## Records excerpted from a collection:

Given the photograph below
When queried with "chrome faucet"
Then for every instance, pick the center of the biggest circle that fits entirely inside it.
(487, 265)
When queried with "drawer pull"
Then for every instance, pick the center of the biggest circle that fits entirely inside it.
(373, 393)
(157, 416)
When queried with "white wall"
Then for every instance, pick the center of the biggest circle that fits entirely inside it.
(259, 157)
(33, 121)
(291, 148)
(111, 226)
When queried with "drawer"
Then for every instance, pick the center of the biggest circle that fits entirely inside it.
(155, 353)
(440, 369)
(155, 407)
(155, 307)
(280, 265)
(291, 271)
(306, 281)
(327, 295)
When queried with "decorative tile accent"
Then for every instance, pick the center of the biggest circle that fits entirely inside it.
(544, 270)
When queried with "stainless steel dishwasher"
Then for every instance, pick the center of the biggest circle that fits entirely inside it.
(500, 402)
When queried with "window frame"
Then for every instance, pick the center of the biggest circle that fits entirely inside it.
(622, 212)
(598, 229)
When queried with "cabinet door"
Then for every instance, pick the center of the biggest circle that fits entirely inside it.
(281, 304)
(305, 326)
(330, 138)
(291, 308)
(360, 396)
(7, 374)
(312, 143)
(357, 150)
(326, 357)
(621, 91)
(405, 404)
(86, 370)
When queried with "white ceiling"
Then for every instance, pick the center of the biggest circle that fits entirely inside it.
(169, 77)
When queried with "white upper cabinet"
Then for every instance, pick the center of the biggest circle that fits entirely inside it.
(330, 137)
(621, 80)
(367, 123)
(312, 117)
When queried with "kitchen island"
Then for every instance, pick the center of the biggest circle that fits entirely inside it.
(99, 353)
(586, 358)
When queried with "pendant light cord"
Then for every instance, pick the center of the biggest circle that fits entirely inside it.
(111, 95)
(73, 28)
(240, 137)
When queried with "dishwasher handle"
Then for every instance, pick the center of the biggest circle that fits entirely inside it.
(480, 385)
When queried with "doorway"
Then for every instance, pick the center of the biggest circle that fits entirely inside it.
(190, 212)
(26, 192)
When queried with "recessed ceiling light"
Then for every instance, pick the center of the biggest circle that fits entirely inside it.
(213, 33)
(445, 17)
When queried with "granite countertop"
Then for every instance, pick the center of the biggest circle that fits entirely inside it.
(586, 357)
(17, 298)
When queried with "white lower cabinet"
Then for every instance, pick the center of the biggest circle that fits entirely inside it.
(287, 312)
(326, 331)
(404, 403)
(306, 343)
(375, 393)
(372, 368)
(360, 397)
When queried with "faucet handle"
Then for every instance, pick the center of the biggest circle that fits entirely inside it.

## Required action:
Every line that holds the word "faucet" should be copied from the records above.

## Response below:
When queried with "chrome faucet"
When queried with "faucet handle"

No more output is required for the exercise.